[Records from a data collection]
-- BEGIN --

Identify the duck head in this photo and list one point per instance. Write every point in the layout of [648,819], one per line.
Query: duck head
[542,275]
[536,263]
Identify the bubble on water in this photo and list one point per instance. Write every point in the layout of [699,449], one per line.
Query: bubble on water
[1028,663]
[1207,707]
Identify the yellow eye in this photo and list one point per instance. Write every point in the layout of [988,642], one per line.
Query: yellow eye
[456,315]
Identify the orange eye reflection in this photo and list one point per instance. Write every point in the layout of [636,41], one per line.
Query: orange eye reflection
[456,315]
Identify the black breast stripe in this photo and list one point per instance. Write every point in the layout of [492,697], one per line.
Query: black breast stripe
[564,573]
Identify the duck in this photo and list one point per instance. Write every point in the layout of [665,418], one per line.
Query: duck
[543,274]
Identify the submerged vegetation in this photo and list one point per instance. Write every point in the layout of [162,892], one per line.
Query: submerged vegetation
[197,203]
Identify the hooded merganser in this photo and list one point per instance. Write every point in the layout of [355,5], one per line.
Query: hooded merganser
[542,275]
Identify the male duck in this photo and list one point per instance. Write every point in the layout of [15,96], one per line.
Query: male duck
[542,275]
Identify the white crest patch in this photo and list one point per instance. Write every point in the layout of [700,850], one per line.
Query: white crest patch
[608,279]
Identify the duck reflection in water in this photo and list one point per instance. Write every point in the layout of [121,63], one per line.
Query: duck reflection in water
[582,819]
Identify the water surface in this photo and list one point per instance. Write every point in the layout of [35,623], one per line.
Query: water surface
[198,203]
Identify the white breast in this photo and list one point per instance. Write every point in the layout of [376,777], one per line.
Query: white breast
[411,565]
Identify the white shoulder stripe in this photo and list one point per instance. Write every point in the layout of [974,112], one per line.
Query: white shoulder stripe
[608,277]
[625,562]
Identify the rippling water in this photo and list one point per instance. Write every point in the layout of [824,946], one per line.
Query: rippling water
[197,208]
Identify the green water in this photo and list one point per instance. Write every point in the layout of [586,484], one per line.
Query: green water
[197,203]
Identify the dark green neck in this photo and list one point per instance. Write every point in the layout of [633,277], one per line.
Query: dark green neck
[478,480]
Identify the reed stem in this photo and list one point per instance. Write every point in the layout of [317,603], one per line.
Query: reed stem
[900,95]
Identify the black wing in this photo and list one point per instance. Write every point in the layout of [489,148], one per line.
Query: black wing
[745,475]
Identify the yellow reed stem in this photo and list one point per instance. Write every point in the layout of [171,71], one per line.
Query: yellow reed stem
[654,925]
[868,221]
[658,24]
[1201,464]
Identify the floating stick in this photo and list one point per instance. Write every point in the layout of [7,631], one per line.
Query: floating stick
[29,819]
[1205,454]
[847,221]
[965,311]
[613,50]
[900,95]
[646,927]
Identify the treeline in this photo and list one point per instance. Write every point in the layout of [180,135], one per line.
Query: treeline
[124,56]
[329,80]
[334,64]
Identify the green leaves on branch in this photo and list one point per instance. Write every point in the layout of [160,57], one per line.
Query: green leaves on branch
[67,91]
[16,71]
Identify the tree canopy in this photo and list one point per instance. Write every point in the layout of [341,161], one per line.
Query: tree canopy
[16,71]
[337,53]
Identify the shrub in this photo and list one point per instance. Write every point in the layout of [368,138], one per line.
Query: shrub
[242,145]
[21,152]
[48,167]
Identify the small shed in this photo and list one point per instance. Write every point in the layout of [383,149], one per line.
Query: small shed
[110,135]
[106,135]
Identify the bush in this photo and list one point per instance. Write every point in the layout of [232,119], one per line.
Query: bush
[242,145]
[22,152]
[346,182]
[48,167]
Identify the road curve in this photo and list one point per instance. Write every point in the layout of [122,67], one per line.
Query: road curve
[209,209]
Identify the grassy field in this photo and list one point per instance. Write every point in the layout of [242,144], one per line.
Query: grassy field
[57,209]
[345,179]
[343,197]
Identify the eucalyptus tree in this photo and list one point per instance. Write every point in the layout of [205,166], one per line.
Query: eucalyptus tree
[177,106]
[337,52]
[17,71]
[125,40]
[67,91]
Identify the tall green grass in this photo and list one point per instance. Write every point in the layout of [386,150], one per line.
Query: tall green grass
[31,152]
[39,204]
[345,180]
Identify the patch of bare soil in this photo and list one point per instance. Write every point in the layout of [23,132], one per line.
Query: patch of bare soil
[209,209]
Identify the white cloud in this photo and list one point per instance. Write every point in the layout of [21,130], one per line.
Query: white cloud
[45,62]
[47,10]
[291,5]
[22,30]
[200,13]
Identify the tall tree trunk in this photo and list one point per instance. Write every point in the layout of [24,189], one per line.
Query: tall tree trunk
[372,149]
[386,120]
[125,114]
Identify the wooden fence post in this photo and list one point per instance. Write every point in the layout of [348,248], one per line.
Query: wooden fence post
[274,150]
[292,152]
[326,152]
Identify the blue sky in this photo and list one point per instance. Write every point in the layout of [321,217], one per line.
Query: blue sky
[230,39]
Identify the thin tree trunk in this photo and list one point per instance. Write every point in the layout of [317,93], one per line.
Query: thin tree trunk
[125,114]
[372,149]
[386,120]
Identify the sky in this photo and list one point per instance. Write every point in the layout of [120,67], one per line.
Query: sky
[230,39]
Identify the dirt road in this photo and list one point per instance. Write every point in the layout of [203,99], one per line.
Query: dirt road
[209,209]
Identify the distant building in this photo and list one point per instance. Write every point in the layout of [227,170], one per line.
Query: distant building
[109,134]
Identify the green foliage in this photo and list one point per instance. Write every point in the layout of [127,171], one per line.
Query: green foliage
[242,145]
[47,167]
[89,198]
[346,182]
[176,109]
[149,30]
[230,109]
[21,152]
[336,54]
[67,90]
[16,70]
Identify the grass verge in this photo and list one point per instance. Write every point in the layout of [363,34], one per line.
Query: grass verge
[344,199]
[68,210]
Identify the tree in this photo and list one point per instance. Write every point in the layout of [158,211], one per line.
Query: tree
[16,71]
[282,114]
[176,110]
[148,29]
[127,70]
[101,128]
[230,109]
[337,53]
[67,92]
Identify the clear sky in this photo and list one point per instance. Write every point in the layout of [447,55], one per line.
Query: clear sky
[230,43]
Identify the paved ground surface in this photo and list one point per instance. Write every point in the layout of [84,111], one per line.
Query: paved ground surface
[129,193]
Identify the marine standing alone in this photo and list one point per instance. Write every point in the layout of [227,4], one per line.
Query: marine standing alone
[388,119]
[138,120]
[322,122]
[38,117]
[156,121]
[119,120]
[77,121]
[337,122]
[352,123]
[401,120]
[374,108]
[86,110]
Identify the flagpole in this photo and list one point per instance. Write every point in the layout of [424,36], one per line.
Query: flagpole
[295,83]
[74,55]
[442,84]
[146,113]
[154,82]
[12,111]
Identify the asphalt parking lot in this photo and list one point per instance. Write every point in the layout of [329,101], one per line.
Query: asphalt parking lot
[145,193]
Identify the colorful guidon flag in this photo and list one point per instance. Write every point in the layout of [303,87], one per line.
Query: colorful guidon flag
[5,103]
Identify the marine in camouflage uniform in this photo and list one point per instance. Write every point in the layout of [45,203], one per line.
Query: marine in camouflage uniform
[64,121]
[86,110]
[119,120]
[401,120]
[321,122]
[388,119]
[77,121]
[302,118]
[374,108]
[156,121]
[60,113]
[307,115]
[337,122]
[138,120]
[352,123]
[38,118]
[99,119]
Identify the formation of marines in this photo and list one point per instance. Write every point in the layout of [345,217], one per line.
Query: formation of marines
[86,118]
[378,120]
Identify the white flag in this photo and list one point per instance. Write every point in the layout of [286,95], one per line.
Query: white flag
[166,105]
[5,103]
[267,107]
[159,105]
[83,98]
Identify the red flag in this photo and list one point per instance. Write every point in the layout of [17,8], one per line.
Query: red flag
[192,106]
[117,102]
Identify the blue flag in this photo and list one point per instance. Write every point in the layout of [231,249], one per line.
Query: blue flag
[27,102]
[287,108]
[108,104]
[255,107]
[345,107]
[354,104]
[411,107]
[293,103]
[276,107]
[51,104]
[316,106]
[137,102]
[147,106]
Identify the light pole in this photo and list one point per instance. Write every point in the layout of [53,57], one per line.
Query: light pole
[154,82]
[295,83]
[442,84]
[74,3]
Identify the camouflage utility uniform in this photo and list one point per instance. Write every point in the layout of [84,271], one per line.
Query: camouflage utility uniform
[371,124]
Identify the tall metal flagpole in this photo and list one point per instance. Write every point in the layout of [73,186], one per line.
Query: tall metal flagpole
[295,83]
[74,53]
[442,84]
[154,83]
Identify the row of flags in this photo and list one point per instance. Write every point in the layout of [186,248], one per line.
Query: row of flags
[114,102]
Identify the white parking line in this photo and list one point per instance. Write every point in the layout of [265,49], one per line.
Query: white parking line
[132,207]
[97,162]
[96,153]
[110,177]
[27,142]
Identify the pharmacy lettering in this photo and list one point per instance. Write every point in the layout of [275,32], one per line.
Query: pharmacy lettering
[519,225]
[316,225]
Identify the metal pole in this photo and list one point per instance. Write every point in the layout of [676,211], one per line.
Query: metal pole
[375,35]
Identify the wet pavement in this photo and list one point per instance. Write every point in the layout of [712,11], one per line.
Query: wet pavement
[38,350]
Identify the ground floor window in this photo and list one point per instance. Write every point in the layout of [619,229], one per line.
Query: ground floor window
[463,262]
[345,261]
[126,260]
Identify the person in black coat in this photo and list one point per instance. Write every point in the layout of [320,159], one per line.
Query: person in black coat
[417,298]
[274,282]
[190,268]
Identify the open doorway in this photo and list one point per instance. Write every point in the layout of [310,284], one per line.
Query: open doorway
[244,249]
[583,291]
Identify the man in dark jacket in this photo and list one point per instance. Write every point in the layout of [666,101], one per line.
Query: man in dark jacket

-- END --

**Exercise brief**
Take the lines above from the one holding "Identify the wet" to the last and output them exactly.

**Solution below**
Identify the wet pavement in this photo and list one point per instance. Write every point in the layout of [712,11], one per line.
Query: wet pavement
[38,350]
Identify the ground floor window in this photo and list one point per instance. Write every point in the layout of [619,229], one per line.
Query: ground floor window
[463,262]
[345,261]
[126,260]
Identify the person in black coat in this photo and list one point per instance. Write every point in the layout of [320,159], one per line.
Query: person in black coat
[417,298]
[274,282]
[190,268]
Identify the open doorway in this photo and list one point per instance. Write every point in the layout of [310,284], one per line.
Query: open doorway
[244,249]
[583,291]
Identify the man in dark jacket in this photo and list one point per instance. Write every point in the layout of [666,101], one per line.
Query: man in dark jacket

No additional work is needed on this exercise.